Aim of the task: Copy the data below word for word, leaving out the pictures.

Material supplied:
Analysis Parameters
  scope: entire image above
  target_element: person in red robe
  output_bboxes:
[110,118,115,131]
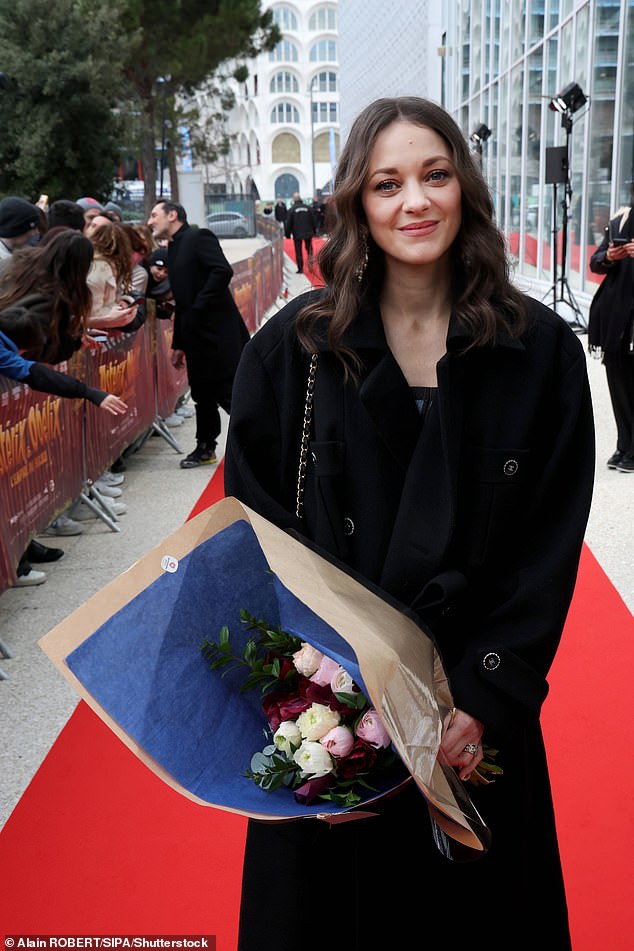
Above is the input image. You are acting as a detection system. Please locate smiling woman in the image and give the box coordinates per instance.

Exercise response:
Analysis Parameters
  scope: entire image above
  target_element: person in red robe
  output_bboxes:
[110,118,115,131]
Above is the input image. You are acting as a detection system. Please locate smiling woman in the image and give the box coordinates per instance.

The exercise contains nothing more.